Brano di partenza |

···

Le gallerie d’arte le avrei contattate personalmente attivando un “cosiddetto “passa-parola” tra gli amatori collezionisti, e concordando preventivamente che le opere mi sarebbero state affidate in conto esposizione con i costi del loro trasporto a mio carico a cominciare da una prima esposizione a Bologna: circuitata poi a Roma, Modena, Urbino, Bolzano. Esposizione che avrei promossa come attività mirata a documentare e visualizzare opere di Piero Manzoni non catalogate dal duo Celant-Prearo. Opere dichiarate e accreditate autentiche dalla madre dell’artista all’insaputa “malcelata” degli altri famigliari eredi del defunto (due sorelle + un fratello) in tutt’altre faccende parentali affaccendati.

···

Righe estratte |
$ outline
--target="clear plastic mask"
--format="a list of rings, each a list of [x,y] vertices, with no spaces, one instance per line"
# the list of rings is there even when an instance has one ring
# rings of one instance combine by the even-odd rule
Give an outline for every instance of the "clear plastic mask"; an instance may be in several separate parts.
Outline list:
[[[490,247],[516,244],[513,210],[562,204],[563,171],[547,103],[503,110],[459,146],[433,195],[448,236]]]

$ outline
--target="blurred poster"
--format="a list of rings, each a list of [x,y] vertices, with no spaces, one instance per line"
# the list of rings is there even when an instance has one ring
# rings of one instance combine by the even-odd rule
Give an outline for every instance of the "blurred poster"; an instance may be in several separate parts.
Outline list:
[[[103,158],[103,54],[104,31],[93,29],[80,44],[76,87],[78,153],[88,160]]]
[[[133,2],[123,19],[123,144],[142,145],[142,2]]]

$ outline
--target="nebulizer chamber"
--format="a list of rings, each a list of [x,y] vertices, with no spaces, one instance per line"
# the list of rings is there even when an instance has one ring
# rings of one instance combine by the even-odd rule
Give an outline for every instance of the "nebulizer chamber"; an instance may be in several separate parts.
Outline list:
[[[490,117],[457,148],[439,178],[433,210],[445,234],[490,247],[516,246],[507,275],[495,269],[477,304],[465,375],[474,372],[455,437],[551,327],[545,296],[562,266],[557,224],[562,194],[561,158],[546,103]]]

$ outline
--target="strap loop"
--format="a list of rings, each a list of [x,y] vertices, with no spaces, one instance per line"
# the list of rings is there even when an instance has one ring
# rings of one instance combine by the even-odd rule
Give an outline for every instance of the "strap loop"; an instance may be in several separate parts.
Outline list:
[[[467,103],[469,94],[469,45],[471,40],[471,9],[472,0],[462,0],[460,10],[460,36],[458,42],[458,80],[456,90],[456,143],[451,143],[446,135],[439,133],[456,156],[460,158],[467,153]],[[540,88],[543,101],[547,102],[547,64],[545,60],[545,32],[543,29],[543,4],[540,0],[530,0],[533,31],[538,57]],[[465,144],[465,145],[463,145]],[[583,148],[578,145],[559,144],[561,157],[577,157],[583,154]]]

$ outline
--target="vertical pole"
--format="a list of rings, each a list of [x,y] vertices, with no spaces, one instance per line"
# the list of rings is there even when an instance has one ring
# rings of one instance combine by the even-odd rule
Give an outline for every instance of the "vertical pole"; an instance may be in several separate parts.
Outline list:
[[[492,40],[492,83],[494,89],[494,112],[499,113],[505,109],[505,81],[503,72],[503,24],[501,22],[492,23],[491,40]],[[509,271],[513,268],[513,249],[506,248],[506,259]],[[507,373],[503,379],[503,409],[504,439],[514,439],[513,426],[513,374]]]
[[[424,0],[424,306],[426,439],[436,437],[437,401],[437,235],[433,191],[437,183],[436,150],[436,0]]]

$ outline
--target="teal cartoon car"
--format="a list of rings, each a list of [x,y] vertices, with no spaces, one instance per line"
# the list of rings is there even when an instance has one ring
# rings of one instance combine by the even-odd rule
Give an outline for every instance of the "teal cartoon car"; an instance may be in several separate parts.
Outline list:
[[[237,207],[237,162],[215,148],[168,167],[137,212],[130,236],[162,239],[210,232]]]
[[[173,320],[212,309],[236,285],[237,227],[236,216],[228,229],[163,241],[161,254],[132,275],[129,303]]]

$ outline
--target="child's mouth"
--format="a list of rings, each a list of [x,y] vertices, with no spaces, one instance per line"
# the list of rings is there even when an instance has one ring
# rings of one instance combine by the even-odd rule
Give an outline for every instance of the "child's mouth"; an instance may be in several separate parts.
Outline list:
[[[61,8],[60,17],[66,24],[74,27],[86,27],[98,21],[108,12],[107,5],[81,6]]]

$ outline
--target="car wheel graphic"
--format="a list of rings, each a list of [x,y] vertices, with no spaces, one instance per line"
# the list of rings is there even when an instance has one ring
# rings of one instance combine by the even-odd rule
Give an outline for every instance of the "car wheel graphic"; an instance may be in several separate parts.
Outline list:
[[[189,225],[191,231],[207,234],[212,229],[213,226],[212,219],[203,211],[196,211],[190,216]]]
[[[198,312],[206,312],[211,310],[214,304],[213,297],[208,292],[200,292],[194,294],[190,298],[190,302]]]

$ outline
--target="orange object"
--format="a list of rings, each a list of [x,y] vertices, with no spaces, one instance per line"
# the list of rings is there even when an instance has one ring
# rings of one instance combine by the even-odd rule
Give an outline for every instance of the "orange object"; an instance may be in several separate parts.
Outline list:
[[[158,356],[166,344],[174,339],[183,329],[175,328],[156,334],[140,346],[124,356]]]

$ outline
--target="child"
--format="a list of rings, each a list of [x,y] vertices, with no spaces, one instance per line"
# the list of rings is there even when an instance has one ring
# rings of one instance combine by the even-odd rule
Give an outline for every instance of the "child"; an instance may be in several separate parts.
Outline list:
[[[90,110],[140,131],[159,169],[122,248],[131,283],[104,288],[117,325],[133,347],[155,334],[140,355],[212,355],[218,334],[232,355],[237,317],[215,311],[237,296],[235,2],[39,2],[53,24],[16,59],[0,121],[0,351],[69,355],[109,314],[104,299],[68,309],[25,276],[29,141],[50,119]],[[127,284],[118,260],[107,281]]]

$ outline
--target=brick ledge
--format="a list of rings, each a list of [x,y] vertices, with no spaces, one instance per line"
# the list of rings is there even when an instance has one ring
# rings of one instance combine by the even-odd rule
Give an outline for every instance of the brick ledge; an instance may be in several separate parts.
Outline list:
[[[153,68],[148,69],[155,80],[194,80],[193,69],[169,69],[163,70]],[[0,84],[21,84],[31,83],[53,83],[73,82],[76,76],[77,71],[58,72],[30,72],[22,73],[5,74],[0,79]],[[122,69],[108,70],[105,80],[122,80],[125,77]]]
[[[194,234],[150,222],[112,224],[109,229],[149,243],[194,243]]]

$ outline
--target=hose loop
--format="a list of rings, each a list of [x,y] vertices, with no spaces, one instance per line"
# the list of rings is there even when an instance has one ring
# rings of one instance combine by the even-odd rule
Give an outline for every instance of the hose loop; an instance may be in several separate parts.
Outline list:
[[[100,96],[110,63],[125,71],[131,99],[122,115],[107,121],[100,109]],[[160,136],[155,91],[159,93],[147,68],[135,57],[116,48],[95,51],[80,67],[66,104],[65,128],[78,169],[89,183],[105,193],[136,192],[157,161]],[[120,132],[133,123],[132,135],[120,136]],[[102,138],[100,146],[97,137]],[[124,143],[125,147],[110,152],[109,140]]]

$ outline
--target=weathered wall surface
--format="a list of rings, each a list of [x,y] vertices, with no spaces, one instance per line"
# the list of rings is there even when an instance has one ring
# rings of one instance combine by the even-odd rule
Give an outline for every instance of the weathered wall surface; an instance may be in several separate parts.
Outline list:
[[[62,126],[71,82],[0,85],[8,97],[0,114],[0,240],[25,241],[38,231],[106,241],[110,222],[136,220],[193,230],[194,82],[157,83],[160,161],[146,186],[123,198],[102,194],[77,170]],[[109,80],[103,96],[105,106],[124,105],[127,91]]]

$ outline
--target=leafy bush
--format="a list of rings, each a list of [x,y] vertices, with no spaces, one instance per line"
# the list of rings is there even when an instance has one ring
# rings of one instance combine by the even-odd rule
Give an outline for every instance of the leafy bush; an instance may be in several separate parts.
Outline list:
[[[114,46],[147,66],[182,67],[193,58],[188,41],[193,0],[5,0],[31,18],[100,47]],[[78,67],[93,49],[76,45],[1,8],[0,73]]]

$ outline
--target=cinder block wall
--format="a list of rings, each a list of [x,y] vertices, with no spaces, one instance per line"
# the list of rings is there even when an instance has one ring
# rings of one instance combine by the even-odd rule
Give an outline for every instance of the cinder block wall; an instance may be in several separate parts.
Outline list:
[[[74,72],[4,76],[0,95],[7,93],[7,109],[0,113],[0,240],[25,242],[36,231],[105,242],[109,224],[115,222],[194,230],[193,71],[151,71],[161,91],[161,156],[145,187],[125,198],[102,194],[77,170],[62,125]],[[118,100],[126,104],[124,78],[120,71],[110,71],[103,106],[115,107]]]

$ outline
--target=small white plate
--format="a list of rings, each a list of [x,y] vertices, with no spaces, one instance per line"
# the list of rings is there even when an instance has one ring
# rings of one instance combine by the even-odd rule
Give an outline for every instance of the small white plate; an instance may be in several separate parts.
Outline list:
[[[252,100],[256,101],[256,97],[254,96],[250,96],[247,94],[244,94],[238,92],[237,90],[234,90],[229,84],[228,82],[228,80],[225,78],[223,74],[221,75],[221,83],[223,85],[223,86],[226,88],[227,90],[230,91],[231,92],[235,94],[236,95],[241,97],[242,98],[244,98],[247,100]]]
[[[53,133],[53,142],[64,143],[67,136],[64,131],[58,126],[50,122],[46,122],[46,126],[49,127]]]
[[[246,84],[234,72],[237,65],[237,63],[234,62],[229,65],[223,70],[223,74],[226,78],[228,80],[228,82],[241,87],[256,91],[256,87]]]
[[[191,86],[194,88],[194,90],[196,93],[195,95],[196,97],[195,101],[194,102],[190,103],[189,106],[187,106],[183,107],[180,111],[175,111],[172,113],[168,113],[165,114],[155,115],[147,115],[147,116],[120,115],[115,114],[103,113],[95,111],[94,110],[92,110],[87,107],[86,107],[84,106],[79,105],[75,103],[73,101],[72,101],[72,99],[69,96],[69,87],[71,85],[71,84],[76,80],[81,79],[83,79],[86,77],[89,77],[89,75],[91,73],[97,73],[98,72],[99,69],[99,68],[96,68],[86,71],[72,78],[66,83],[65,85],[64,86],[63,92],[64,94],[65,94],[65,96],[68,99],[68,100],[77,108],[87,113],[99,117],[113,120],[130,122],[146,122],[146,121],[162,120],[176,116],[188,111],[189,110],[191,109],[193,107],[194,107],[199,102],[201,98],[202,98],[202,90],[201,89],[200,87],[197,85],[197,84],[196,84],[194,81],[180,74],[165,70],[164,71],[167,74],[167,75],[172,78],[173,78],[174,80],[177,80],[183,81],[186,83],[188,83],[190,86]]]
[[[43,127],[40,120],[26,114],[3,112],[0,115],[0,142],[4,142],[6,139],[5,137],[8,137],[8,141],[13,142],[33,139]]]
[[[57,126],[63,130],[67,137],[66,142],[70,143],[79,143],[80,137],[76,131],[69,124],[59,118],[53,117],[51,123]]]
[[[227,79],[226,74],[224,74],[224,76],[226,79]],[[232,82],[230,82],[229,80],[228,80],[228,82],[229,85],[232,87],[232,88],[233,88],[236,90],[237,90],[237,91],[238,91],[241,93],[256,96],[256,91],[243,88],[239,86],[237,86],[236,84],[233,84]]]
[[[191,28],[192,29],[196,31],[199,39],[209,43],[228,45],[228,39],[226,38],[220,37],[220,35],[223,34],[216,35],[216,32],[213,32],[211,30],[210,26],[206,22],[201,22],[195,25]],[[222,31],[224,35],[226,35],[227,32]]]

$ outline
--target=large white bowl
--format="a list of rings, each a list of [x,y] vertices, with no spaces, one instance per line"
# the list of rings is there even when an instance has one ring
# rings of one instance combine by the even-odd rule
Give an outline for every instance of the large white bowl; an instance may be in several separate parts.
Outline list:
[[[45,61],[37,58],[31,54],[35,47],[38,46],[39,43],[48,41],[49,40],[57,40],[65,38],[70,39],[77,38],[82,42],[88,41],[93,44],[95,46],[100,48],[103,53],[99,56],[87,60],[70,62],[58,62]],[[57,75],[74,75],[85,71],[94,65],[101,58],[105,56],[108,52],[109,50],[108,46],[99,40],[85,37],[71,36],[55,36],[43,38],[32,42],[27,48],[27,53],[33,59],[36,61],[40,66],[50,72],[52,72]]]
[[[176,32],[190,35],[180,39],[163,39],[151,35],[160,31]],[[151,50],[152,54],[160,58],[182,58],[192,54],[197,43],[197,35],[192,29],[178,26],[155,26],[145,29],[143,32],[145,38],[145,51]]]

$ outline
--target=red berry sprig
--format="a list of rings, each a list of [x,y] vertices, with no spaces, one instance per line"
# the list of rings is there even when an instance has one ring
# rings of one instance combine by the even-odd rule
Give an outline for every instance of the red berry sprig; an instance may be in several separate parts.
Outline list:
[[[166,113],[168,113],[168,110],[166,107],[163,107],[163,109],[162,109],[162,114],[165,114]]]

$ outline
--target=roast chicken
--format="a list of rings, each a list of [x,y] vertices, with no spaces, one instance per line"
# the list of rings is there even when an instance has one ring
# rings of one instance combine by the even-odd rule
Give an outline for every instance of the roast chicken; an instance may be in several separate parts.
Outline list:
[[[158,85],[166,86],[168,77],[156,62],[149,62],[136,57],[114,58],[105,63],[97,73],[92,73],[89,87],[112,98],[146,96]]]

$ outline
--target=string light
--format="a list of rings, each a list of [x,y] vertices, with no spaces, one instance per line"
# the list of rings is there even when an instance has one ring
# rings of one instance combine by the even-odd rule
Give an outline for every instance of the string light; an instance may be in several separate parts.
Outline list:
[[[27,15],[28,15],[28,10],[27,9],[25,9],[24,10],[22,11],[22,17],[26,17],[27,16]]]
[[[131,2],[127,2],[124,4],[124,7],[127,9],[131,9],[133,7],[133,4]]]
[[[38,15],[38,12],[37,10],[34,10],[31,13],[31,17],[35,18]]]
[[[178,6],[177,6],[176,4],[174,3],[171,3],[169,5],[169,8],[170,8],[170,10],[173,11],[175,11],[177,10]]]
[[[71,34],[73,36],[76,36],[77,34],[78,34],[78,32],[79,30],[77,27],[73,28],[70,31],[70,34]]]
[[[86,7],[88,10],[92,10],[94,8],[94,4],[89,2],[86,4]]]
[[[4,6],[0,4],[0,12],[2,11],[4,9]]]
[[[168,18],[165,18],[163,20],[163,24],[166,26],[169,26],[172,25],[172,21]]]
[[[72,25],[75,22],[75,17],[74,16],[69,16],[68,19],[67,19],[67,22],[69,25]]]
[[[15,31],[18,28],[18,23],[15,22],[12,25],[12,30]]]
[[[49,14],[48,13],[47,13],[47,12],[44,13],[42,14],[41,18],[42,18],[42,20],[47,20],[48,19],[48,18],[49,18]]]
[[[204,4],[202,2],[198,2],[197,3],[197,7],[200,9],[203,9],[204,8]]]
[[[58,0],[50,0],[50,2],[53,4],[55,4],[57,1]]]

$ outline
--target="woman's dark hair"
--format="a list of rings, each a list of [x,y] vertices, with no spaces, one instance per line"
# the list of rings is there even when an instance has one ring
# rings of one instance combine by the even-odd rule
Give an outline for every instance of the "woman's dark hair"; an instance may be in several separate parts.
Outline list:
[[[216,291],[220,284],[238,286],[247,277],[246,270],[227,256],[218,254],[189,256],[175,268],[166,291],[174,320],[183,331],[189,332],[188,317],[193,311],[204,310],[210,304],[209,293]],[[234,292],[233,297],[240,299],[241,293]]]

···

Istruzioni dell'esercizio |
- a) Rispondi, per favore, a queste domande sul brano:
(i) In quale città si sarebbe tenuta la prima esposizione?
(ii) Chi avrebbe dichiarato e accreditato autentiche le opere?
(iii) Quali opere avrebbe dovuto documentare e visualizzare l'esposizione?
- b) Indica se ciascuna affermazione concorda con il brano, citando le parole che lo decidono:
(i) I costi del trasporto delle opere sarebbero stati a carico delle gallerie.
(ii) L'esposizione sarebbe stata portata anche a Urbino.
(iii) Gli altri famigliari eredi del defunto erano due sorelle e due fratelli.
- c) Sostituisci "Bologna" con "Milano" nella parte del brano compresa tra "Le gallerie d’arte" e "faccende parentali affaccendati.", inclusi, e riscrivila.
Le righe non hanno alcun ruolo in questo esercizio.

Risposte per compito |
- a)
(i) A Bologna.
(ii) La madre dell'artista.
(iii) Opere di Piero Manzoni non catalogate dal duo Celant-Prearo.

- b)
(i) No: "con i costi del loro trasporto a mio carico".
(ii) Sì: "circuitata poi a Roma, Modena, Urbino, Bolzano".
(iii) No: "(due sorelle + un fratello)".

- c)
Le gallerie d’arte le avrei contattate personalmente attivando un “cosiddetto “passa-parola” tra gli amatori collezionisti, e concordando preventivamente che le opere mi sarebbero state affidate in conto esposizione con i costi del loro trasporto a mio carico a cominciare da una prima esposizione a Milano: circuitata poi a Roma, Modena, Urbino, Bolzano. Esposizione che avrei promossa come attività mirata a documentare e visualizzare opere di Piero Manzoni non catalogate dal duo Celant-Prearo. Opere dichiarate e accreditate autentiche dalla madre dell’artista all’insaputa “malcelata” degli altri famigliari eredi del defunto (due sorelle + un fratello) in tutt’altre faccende parentali affaccendati.